::: Records :::
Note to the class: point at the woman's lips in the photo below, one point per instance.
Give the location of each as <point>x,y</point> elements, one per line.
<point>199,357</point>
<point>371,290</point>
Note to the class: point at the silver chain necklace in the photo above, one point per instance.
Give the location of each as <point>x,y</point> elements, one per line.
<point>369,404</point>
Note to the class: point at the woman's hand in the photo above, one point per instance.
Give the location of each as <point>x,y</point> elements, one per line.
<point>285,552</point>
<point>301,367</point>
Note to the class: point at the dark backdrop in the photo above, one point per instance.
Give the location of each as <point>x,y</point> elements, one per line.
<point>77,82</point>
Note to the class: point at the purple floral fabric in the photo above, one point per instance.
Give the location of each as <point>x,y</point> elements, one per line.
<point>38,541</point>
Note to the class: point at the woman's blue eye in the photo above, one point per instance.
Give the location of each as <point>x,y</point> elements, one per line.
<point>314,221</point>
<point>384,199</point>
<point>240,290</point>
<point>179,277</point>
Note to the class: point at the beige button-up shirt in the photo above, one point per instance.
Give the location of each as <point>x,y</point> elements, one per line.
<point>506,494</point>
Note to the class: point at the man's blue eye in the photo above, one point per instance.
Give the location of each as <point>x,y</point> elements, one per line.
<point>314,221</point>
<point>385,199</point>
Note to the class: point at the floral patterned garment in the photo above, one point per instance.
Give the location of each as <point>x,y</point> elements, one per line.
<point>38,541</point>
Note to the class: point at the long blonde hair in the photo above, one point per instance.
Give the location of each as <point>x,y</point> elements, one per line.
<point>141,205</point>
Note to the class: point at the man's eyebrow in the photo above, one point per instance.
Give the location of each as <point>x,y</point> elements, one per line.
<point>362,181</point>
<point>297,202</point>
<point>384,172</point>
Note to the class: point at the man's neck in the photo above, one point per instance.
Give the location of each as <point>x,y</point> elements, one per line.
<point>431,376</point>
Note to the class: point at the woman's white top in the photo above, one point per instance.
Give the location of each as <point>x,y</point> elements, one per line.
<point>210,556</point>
:::
Return the material in full, restating each entry word for word.

Note to the class: point at the woman's lips in the photo below, one point per instance.
Give the location of each as <point>x,y</point> elements, one per line.
<point>199,357</point>
<point>371,290</point>
Note to the class: point at the silver chain necklace in the photo above, one point per instance.
Give the location of each as <point>x,y</point> elements, one per line.
<point>369,404</point>
Note to the class: point at the woman's hand in the photo above, one point per instance.
Give the location of each as <point>x,y</point> elements, one per line.
<point>285,552</point>
<point>301,367</point>
Note to the class: point at the dark backdrop in the photo above, one point per instance.
Give the location of each as <point>x,y</point> elements, one per line.
<point>77,82</point>
Note to the class: point at the purple floral fabric in the photo above, one point per instance.
Give the location of each as <point>x,y</point> elements, one per line.
<point>38,541</point>
Note to the class: point at the woman's blue eye in the photo above, one point per instance.
Give the location of each as <point>x,y</point> elements, one per line.
<point>314,221</point>
<point>384,199</point>
<point>240,290</point>
<point>179,277</point>
Note to the class: point at the beige button-up shirt in the photo above, one point per instance.
Give the location of each as <point>x,y</point> elements, one per line.
<point>506,494</point>
Note to the class: point at the man's blue eye in the photo above, one point per instance.
Give the location of each as <point>x,y</point> elements, one per line.
<point>314,221</point>
<point>385,199</point>
Note to the class: point at the floral patterned garment in the photo above, one point per instance.
Give the location of each as <point>x,y</point> elements, one per line.
<point>38,541</point>
Note to the class: point at the long blonde hair in the photo above, one point per instance.
Give the location of each as <point>x,y</point> elements, one per line.
<point>141,205</point>
Note to the class: point at the man's eyebrow in the photo above, one point per instance.
Give the location of each as <point>x,y</point> elements, one per line.
<point>362,181</point>
<point>297,202</point>
<point>384,172</point>
Note to the class: point at the man's neck in the photo above, one point per instance.
Give the location of each as <point>x,y</point> elements, one per line.
<point>431,376</point>
Note to the class: point at the woman's white top in the photo above, one point per instance.
Give the location of each as <point>x,y</point> elements, one per line.
<point>210,556</point>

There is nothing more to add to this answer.